| REQUIRED TASK 1 |
Rewrite the hashtag thread below from "Of course, you" up to and including "their exact form.", putting "Safari" in place of "Firefox".

________

Add in normalization for Twitter hashtags

Question

Add in normalization for Twitter hashtags

Closed this issue 5 years ago · 3 comments

This is because Danbooru now normalizes hashtags due to danbooru/danbooru#4243.

I rewrote all of the regexes from that issue so that they can be used with Javascript, plus I wrote them to use a capture group instead of substitution to get the normalized tag.

const COMMON_TAG_REGEXES = [
    /(.+?)生誕祭(?:\d*)?$/,
    /(.+?)版もうひとつの深夜の真剣お絵描き60分一本勝負(?:_\d+)?$/,
    /(.+?)版深夜の真剣お絵描き60分一本勝負(?:_\d+)?$/,
    /(.+?)深夜の真剣お絵描き60分一本勝負(?:_\d+)?$/,
    /(.+?)版深夜のお絵描き60分一本勝負(?:_\d+)?$/,
    /(.+?)版真剣お絵描き60分一本勝(?:_\d+)?$/,
    /(.+?)版お絵描き60分一本勝負(?:_\d+)?$/
];

So if there is a regex match, then use the 1st regex match group, otherwise pass the tag as is. The following is an example of how to do this.

function normalizeHashtag(hashtag) {
    for (let i = 0; i < COMMON_TAG_REGEXES.length; i++) {
        let match = hashtag.match(COMMON_TAG_REGEXES[i]);
        if (match) {
            return match[1];
        }
    }
    return hashtag;
}

Of course, you can also remove the first capture group and try to do a substitution instead like on Danbooru, however that has issues without the negative lookbehind (which isn't available on Firefox), namely that you have to check for exact term matches so that there isn't a bad hit since some tags (like Touhou) use some of those terms in their exact form.

Answer 1 · 2020-01-10T07:59:31.000Z

I didn't understand about bad hits.
And it looks like substitution has better performance.

What about the birthday tag that uses 誕生祭 at the end instead of 生誕祭.?

And it is better to do it for all sites or only for Twitter?

Answer 2 · 2020-01-10T15:23:17.000Z

Yeah, I forgot to include that birthday tag in the pull request I did. I made another pull request just now (danbooru/danbooru#4255).

Anyways, what I meant by bad hits is that you may get a regex substitution, but you'll end up with an empty string at the end.

For example, the following hashtag is used for Touhou (wiki link):

深夜の真剣お絵描き60分一本勝負

That also happens to be one of the common regexes above. So if the script sees that tag and does a substitution, you'll end up with an empty string and the original hashtag won't be checked, meaning that it won't discover the Touhou tag.

________

| REQUIRED TASK 2 |
Identify each line in the entries below that contains the string "face", and copy those lines.

________

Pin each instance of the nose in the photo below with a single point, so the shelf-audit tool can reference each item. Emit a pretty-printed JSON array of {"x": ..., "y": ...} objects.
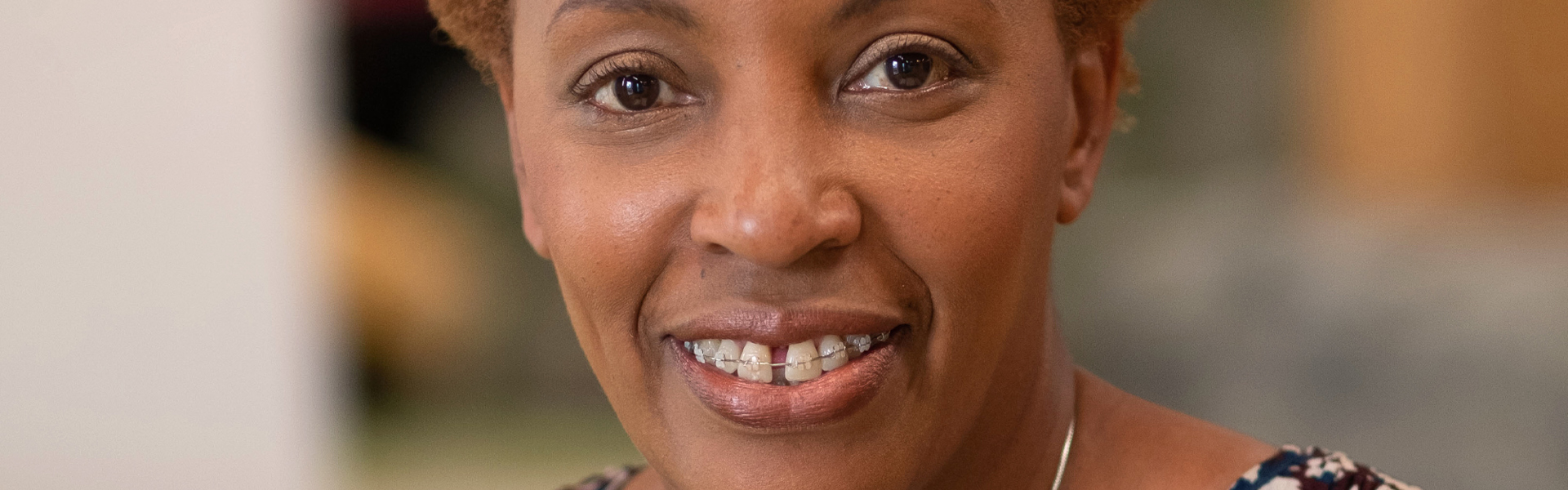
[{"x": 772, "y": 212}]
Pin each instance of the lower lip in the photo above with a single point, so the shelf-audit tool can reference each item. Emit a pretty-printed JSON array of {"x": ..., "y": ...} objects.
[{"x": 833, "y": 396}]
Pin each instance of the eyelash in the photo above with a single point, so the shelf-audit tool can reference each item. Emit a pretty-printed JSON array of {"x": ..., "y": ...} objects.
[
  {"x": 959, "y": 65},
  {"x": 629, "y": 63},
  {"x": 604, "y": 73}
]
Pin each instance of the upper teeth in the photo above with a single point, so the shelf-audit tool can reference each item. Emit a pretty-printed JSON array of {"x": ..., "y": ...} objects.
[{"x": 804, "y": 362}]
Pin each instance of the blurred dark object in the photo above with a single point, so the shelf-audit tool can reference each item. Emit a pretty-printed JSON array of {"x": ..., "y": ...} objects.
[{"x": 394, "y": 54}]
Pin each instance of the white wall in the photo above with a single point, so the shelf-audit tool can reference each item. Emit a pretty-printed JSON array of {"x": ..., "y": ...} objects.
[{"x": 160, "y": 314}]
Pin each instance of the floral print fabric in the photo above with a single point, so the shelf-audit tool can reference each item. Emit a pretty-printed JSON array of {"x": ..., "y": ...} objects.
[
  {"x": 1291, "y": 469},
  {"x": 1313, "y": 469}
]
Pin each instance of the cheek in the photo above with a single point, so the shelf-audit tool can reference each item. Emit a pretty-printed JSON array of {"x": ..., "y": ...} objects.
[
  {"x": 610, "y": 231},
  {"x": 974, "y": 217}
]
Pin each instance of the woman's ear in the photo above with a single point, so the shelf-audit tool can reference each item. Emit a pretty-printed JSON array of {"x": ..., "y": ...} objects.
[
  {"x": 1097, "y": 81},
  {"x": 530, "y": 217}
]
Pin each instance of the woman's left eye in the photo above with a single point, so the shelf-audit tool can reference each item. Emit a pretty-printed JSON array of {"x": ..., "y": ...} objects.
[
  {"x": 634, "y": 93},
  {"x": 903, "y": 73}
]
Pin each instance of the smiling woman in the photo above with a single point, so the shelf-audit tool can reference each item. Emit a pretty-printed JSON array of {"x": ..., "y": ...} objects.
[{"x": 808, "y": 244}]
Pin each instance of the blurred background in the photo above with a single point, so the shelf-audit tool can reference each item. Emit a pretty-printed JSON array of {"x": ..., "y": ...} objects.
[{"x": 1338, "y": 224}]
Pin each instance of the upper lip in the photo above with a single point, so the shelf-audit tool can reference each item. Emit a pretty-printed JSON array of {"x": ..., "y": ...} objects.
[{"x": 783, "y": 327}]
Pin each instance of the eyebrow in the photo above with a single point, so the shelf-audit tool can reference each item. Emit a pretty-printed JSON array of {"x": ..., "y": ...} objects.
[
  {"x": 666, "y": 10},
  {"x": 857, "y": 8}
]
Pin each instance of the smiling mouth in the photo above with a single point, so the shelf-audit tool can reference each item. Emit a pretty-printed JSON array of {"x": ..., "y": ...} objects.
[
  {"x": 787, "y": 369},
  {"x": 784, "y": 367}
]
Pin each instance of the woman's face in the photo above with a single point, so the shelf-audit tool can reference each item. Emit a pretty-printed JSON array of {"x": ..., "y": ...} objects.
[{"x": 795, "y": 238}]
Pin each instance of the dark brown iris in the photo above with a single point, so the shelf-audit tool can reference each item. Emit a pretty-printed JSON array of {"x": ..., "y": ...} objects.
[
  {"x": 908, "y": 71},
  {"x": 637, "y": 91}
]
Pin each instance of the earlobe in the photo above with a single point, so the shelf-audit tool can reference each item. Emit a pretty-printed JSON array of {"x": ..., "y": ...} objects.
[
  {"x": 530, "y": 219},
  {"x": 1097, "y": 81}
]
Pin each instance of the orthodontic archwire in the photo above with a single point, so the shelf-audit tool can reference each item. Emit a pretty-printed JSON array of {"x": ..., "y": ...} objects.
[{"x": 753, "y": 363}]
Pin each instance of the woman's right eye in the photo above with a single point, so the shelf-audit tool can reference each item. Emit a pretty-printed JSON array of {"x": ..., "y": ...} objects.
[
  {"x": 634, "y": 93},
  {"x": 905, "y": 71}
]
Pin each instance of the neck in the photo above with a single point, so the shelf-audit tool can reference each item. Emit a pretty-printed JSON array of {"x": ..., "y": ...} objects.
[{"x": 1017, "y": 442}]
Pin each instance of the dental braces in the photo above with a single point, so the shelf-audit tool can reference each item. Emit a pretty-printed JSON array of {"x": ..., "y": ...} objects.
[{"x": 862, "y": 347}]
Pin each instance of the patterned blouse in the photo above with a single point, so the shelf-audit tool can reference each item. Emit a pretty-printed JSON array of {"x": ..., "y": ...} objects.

________

| WRITTEN SOLUTION 1 |
Of course, you can also remove the first capture group and try to do a substitution instead like on Danbooru, however that has issues without the negative lookbehind (which isn't available on Safari), namely that you have to check for exact term matches so that there isn't a bad hit since some tags (like Touhou) use some of those terms in their exact form.

| WRITTEN SOLUTION 2 |
Pin each instance of the woman's face in the photo above with a single point, so the shelf-audit tool can reference each item. Emit a pretty-printed JSON array of {"x": ..., "y": ...} objects.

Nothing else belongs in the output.